EXERCISE GOAL: Copy all of the material below word for word, keeping every line in its original order, and leave out the pictures.
╭─ ENTRIES PROVIDED
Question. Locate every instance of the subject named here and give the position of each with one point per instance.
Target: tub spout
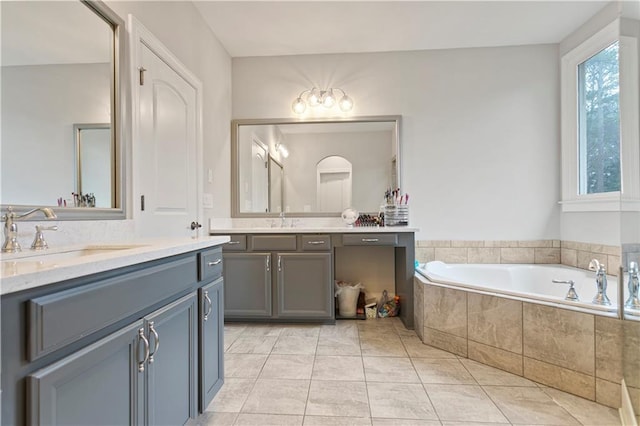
(633, 301)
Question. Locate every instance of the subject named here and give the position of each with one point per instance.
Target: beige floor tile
(295, 367)
(247, 344)
(247, 419)
(345, 368)
(336, 421)
(400, 401)
(330, 398)
(486, 375)
(463, 403)
(243, 365)
(384, 369)
(232, 395)
(277, 397)
(587, 412)
(443, 371)
(529, 406)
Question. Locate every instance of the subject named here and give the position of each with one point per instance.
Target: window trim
(628, 199)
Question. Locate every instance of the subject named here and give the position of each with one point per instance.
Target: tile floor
(375, 372)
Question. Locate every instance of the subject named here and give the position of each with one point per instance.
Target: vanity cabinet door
(247, 278)
(304, 285)
(211, 302)
(171, 367)
(100, 384)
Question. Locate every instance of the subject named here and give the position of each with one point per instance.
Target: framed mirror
╰─
EXERCISE ANSWER:
Question. Locate every instance of the subject named here and give the position of each with one point per instance.
Target: tub spout
(633, 301)
Question. Locate every instance of the subject named here and give the position of each with one point per instance.
Target: beige floor tile
(295, 367)
(247, 344)
(247, 419)
(345, 368)
(336, 421)
(400, 401)
(330, 398)
(486, 375)
(463, 403)
(243, 365)
(384, 369)
(232, 395)
(277, 397)
(587, 412)
(443, 371)
(529, 406)
Question. Locate every instance of the subject named here and give the position of each with one point per instance.
Target: window trim
(628, 199)
Question. Locate every instance of the subject named here and give the position of each with one point per instance.
Target: tile floor
(375, 372)
Question. Locate every instance of the subject named here and give the position of each with one point per instance.
Target: vanity cabinet door
(247, 278)
(304, 285)
(211, 302)
(171, 367)
(100, 384)
Question. Locate every instance of the subject named here and give the position of each with one point per instance.
Target: framed mirror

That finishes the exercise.